___ Records provided ___

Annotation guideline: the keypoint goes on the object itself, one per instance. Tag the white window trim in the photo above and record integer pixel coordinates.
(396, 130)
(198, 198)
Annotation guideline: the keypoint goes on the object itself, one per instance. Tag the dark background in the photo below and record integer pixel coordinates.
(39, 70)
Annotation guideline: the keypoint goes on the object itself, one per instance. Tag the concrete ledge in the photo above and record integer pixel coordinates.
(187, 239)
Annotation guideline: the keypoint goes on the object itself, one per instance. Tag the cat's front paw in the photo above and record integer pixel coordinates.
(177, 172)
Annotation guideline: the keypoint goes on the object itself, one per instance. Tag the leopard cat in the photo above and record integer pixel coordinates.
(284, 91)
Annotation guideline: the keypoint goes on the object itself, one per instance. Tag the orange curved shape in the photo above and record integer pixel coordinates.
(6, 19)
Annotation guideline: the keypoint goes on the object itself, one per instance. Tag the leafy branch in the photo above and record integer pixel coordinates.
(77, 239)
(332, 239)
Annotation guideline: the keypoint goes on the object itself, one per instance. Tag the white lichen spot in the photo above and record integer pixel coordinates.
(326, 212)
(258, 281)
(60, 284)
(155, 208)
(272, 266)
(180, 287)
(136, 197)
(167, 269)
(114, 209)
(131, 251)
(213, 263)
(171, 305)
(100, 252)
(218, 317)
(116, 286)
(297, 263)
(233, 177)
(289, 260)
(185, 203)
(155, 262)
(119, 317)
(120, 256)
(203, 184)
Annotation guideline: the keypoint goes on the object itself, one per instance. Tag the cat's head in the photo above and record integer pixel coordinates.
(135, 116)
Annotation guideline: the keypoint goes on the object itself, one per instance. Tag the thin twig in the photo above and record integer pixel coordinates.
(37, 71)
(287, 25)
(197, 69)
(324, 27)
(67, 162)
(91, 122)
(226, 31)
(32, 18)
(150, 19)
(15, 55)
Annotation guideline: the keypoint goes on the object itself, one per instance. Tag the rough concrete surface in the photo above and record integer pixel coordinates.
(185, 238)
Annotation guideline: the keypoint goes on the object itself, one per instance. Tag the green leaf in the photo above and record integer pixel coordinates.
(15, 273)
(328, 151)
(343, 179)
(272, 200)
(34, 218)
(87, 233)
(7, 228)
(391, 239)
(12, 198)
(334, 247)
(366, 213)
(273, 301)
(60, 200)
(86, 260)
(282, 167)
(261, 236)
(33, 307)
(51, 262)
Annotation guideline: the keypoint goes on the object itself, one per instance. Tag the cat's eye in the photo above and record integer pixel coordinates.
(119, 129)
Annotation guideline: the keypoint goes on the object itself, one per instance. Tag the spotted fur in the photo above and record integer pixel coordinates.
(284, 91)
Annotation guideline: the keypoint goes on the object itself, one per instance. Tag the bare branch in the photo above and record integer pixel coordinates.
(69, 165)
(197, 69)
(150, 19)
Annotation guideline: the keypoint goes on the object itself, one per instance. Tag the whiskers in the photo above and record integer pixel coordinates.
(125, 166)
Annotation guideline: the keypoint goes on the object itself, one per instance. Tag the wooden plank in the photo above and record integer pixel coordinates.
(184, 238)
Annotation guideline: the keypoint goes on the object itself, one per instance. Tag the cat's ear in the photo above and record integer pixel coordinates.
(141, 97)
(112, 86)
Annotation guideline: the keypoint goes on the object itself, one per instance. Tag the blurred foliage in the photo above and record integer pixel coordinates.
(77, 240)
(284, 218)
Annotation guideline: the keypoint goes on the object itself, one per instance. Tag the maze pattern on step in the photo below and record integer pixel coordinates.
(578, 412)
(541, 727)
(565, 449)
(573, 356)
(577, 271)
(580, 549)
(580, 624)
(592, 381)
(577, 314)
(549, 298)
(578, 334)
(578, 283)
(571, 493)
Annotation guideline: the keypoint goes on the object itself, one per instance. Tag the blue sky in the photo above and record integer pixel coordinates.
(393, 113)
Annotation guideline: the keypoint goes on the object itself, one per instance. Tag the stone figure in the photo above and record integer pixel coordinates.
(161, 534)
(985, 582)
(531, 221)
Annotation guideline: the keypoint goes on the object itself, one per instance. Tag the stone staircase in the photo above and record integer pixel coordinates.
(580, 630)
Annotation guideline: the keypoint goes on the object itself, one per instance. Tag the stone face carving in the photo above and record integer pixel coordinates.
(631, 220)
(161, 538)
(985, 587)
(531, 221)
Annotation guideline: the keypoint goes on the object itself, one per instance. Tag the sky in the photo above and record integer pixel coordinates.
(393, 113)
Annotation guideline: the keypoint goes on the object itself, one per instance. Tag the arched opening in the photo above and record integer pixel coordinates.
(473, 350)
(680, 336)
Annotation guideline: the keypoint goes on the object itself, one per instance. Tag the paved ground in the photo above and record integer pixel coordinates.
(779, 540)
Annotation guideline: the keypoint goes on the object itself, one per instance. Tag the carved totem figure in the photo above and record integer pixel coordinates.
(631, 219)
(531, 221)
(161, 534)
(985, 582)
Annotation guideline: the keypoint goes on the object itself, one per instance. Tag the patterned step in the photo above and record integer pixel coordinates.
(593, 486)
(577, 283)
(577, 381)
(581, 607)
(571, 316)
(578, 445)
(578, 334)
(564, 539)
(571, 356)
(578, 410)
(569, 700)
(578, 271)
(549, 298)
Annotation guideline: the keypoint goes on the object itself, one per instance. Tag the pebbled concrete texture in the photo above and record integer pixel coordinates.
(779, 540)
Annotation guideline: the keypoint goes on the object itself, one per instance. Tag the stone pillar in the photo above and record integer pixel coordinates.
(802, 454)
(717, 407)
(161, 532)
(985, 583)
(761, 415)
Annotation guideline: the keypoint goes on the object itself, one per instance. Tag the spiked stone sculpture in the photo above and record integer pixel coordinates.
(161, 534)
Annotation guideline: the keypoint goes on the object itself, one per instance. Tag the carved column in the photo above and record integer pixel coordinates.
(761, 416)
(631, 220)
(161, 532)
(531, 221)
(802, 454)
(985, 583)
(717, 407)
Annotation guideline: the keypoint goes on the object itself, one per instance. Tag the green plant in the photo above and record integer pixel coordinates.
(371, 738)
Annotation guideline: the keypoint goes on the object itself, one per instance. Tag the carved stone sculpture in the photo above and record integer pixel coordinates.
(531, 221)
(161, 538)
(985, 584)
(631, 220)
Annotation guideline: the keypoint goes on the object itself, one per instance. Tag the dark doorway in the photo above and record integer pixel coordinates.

___

_Objective_
Please reproduce the data from the line with "the green plant" through the end of the data, swapping "keypoint" for "marker" and leaving everything else unchanged.

_Exercise answer_
Annotation guideline: the marker goes on the object itself, one per instance. Tag the green plant in the photo above and record integer pixel coordinates.
(371, 738)
Annotation guideline: the marker goes on the object itself, one per instance. Tag the carved stone sculpture in the photo above and record integer pixel coordinates.
(531, 221)
(161, 538)
(985, 584)
(631, 220)
Annotation guideline: the marker goes on the object itself, one per instance. Tag the dark doorway in the photo above and record integer pixel coordinates.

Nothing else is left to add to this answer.